L’Elettronegatività

CHE COS’É L’ELETTRONEGATIVITÀ

Chiunque abbia un po’ di familiarità con la Chimica ha sicuramente sentito nominare l’elettronegatività più di una volta nella sua corriera scolastica e\o lavorativa perchè questa proprietà periodica viene tirata in ballo in tantissime occasioni. Quando si vuole interpretare un determinato risultato oppure quando si cerca di attribuire una spiegazione del perchè è avvenuto un certo fenomeno e non un altro, l’elettronegatività in un modo o in un altro compare sempre.

Dicevamo che l’elettronegatività è una PROPRIETÀ PERIODICA e questo significa che avrà un andamento oscillante lungo tutta la Tavola Periodica, simile a quanto accade per le altre proprietà periodiche.

Prima però di vedere come si muove l’elettronegatività lungo la tavola periodica è ovviamente opportuno andare a definire questa parola per capire meglio di cosa stiamo parlando ed evitare così fraintendimenti.

La definizione che possiamo attribuire all’elettronegatività è la seguente:

Per elettronegatività intendiamo la tendenza di un atomo di attirare a sè gli elettroni di legame quando esso è impegnato in un legame chimico.

Vediamola in un caso reale

Nella definizione abbiamo detto che questa è una proprietà che si riferisce ad un singolo atomo, andiamo quindi a prenderne uno e vediamo come questo atomo si comporta all’interno di alcune molecole visto appunto che questa proprietà si manifesta quando abbiamo il nostro atomo legato a un altro.

L’atomo che analizzeremo è un atomo di CLORO (Cl) e vediamolo inserito in diversi contesti molecolari, sia organici che inorganici. (Per semplicità prenderemo solo molecole che presentano legami covalenti)

Le molecole che osserveremo sono le seguenti:

Acido cloridrico
Cloruro di tionile
Cloruro di metile

Di seguito sono state appunto rappresentate 3 molecole contenenti almeno un atomo di Cloro, le prime 2 sono delle molecole tipicamente inorganiche mentre la terza è una molecola organica usata spesso come solvente. Per quale motivo ho rappresentato queste molecole? Hanno a che fare con il concetto di elettronegatività, se sì, come?

——————

• [Consegna]: Nel testo sull'elettronegatività, quale atomo viene scelto per osservarne il comportamento in diverse molecole?

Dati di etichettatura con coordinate

——————

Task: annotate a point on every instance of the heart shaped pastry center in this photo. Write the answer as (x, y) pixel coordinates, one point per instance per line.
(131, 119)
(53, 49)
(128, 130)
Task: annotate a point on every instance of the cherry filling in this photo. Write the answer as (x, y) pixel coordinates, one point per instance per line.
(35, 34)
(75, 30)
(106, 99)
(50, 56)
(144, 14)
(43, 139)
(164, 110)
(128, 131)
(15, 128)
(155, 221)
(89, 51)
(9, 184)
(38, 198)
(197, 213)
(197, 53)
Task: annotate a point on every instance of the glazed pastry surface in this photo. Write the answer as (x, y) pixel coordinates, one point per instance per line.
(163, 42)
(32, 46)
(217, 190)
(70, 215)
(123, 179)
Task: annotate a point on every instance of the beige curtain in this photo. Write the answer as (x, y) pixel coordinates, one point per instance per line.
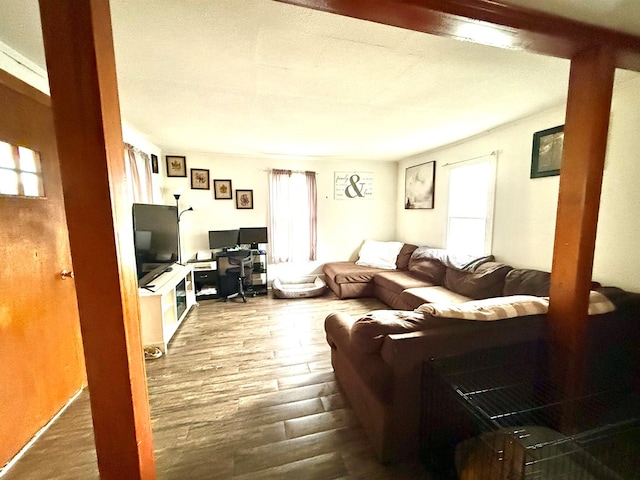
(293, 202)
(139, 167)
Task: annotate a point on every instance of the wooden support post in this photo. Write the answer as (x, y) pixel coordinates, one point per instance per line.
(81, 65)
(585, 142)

——————

• [Risposta]: Viene scelto un atomo di cloro (Cl).